:: Exercise ::
Only the lines from the one holding "For every instance of the cable" to the final line of the material below belong in the answer, transcribed exactly.

:: Dataset entries ::
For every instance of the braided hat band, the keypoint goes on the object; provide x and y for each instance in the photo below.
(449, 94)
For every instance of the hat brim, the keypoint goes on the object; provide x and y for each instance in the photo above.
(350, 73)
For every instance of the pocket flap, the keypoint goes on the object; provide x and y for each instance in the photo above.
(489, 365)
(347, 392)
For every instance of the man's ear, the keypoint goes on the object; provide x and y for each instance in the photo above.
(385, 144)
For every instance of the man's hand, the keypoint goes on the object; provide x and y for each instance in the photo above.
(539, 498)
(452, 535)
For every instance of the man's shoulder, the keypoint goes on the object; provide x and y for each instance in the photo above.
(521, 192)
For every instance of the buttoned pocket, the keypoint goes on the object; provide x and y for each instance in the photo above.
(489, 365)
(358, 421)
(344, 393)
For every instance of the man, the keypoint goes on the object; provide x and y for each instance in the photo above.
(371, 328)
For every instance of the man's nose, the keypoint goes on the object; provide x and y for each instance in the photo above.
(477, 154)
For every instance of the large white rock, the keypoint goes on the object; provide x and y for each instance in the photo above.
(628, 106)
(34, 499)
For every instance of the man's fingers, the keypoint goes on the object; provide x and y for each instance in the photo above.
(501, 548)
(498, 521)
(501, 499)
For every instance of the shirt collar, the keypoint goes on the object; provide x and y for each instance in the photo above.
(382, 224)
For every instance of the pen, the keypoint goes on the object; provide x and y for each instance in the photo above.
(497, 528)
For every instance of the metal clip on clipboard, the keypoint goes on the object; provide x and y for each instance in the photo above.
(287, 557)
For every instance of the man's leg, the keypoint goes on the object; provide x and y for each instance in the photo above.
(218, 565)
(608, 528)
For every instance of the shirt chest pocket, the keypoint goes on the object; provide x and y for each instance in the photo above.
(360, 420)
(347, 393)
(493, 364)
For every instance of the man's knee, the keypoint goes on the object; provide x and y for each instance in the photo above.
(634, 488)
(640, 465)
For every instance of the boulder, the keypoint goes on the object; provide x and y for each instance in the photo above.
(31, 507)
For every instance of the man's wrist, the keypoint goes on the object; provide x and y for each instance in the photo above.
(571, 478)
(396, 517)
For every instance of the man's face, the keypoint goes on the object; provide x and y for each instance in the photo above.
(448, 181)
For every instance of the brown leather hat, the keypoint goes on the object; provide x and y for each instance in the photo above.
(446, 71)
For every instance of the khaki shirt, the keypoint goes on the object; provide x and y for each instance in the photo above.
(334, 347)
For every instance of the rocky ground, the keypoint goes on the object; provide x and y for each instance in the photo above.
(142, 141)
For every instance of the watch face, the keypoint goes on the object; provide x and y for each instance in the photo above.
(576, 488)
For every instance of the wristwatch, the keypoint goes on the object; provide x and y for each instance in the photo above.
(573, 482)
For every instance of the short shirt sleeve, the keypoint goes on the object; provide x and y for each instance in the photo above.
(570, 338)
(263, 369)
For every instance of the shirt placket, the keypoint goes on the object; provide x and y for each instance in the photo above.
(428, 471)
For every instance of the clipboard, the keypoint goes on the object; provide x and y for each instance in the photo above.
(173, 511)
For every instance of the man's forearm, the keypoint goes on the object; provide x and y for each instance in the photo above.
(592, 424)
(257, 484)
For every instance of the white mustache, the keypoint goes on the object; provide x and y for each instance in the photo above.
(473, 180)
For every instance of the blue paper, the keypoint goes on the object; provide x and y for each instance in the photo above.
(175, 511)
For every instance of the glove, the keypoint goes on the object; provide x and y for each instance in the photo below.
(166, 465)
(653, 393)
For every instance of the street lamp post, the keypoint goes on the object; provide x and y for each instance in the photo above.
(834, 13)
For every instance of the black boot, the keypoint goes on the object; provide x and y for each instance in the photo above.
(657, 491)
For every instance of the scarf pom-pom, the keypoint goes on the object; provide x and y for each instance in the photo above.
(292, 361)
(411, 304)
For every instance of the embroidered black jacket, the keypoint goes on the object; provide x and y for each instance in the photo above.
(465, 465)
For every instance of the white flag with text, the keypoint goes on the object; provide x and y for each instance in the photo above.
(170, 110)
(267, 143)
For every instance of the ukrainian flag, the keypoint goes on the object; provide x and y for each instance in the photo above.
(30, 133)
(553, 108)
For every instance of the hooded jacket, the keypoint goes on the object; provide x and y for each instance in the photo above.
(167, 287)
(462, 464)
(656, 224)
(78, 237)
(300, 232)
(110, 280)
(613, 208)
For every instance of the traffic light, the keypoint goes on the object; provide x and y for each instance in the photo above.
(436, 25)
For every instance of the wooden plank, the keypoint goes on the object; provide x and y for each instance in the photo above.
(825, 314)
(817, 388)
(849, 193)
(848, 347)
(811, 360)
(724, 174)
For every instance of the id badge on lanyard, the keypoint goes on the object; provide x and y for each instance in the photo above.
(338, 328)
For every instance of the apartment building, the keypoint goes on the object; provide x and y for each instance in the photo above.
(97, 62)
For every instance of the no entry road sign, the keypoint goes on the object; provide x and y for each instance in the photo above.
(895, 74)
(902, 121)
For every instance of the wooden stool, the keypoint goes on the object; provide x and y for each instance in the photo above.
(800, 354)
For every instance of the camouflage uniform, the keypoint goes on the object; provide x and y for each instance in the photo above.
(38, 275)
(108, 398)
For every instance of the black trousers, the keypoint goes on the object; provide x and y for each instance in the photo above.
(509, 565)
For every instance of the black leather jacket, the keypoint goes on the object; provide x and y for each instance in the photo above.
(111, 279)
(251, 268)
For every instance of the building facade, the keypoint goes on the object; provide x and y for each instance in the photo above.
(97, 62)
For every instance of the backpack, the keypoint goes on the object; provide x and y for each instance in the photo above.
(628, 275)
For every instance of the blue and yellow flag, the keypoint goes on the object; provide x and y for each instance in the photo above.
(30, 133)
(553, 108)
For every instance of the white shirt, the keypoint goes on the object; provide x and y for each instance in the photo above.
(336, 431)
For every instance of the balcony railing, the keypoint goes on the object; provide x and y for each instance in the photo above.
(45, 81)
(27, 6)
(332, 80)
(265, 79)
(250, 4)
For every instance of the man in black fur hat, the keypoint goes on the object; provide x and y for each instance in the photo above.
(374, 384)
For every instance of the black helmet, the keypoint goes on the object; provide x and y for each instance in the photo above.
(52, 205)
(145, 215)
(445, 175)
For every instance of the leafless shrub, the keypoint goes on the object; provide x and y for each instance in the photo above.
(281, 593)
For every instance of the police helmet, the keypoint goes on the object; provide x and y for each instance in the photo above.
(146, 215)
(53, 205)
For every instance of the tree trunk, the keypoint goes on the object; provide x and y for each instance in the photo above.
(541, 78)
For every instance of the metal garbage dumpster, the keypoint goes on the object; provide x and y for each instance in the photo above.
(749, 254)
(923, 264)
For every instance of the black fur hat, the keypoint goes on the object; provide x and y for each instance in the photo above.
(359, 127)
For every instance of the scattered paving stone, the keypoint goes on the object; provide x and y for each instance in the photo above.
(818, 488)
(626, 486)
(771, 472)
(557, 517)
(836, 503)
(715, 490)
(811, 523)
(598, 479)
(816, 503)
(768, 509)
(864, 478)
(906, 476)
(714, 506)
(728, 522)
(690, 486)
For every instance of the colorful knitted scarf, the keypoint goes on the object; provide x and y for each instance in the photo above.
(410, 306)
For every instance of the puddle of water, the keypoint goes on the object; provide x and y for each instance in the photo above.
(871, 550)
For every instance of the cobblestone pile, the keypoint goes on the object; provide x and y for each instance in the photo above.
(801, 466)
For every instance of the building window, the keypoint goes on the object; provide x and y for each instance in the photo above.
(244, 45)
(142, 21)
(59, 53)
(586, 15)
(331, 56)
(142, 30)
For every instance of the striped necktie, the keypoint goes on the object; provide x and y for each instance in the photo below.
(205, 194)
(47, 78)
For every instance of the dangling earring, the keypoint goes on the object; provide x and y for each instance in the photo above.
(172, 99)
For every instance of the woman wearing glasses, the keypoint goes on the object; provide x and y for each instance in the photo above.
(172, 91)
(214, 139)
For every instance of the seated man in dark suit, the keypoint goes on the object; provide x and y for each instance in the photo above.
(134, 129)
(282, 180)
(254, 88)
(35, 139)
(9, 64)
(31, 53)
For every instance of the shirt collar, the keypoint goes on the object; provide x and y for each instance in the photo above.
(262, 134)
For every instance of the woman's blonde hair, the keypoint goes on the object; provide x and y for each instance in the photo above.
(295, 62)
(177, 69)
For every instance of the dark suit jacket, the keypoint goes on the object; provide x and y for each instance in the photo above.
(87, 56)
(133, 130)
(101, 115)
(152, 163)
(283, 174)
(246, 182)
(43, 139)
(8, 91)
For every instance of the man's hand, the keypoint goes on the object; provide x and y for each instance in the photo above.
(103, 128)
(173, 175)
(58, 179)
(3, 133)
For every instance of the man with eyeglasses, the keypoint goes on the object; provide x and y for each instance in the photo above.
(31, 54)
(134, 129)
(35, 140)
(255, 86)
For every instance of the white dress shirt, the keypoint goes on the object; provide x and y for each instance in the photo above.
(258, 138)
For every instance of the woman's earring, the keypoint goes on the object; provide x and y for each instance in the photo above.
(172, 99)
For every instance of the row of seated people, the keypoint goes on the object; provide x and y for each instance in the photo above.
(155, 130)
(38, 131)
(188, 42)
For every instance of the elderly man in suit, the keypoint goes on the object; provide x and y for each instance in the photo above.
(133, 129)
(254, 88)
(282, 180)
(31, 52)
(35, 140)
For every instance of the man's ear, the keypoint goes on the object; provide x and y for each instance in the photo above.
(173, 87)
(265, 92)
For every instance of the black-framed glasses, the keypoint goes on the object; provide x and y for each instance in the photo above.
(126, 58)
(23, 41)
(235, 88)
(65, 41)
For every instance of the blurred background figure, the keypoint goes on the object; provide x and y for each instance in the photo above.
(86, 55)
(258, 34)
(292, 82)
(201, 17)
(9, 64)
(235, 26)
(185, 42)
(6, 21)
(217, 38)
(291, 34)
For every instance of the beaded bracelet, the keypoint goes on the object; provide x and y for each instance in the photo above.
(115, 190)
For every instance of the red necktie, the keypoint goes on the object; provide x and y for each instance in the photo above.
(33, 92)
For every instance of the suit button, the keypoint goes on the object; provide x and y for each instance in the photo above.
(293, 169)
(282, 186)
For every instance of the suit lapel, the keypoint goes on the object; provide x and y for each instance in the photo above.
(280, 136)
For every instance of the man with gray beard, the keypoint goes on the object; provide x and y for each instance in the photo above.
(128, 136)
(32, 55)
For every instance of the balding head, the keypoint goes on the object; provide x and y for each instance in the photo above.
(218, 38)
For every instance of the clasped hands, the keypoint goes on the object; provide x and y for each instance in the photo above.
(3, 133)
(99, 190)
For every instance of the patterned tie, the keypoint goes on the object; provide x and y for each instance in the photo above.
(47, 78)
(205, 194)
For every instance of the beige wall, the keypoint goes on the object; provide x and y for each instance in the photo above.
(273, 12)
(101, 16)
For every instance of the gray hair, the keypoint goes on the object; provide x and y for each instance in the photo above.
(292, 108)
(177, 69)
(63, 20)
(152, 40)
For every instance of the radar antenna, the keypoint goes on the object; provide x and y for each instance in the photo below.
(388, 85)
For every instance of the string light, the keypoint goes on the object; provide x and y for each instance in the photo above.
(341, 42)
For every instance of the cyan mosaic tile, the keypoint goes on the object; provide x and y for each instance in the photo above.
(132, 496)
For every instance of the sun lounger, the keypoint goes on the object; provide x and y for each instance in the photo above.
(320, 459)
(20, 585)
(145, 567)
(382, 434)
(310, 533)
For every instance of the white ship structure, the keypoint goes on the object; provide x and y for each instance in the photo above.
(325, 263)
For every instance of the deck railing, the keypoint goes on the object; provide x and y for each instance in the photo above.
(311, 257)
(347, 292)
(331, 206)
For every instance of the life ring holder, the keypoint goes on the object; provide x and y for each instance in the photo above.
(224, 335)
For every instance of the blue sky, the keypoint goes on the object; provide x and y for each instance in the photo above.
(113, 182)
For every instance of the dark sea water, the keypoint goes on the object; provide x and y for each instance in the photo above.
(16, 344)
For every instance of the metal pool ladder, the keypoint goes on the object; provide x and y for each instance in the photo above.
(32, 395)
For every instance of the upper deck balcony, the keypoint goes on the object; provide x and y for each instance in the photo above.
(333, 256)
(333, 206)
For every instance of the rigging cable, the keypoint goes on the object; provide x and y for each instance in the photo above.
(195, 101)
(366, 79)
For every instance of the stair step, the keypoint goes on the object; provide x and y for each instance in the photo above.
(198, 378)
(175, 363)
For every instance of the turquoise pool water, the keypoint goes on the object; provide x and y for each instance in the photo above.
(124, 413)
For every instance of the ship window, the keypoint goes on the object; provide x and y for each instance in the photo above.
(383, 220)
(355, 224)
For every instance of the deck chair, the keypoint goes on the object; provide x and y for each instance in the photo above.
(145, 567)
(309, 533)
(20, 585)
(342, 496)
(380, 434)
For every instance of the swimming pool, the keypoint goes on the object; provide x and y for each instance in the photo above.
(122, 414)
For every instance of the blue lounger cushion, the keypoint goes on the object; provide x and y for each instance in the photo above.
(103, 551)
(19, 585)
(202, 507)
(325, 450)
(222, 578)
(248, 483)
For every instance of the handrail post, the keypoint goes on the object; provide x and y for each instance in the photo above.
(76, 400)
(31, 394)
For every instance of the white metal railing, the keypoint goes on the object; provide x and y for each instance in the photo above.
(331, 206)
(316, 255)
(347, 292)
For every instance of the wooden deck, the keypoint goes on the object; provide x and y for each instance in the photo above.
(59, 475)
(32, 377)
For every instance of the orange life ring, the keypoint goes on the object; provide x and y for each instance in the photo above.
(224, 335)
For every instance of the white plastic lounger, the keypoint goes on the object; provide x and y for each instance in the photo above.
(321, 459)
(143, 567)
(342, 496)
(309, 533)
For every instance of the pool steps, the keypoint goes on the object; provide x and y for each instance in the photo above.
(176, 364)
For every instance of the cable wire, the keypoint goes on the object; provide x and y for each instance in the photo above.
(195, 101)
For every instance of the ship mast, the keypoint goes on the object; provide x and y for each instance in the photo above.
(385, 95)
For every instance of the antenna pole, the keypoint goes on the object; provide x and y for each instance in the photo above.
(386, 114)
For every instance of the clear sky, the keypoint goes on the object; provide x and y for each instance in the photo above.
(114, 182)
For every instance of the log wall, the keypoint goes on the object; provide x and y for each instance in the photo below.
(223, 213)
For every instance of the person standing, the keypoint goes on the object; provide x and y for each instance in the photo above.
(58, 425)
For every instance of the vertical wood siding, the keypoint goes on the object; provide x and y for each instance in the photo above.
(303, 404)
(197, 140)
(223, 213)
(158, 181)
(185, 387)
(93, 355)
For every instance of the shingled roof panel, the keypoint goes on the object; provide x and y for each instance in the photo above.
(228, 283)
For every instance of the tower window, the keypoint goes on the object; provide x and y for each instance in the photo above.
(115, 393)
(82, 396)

:: Task result ::
For every instance of the cable wire, the keypoint goes on the object; provide x and y for each instance in the photo above.
(195, 101)
For every instance of the ship mast, the keypoint goes on the object; provide x and y for each instance in the photo above.
(385, 95)
For every instance of the antenna pole, the keypoint goes on the object; provide x and y for each instance in the photo above.
(386, 114)
For every instance of the clear sky, the keypoint goes on the object; provide x and y for each instance in the photo above.
(114, 182)
For every instance of the log wall, the keypoint goes on the object; provide x and y for each instance in the photo below.
(223, 213)
For every instance of the person standing, the keypoint goes on the object; provide x and y for each instance in the photo above.
(58, 425)
For every instance of the vertical wood siding, the keypoint goes on the object; provide x and y for each instance in the photo above.
(303, 404)
(197, 140)
(223, 213)
(158, 181)
(185, 387)
(93, 355)
For every instance of the shingled roof panel, the keypoint goes on the object; provide x and y for each instance in the photo above.
(228, 283)
For every instance of the tower window, the keypoint goes on the object; provide x and y for each instance in the photo above.
(115, 393)
(82, 396)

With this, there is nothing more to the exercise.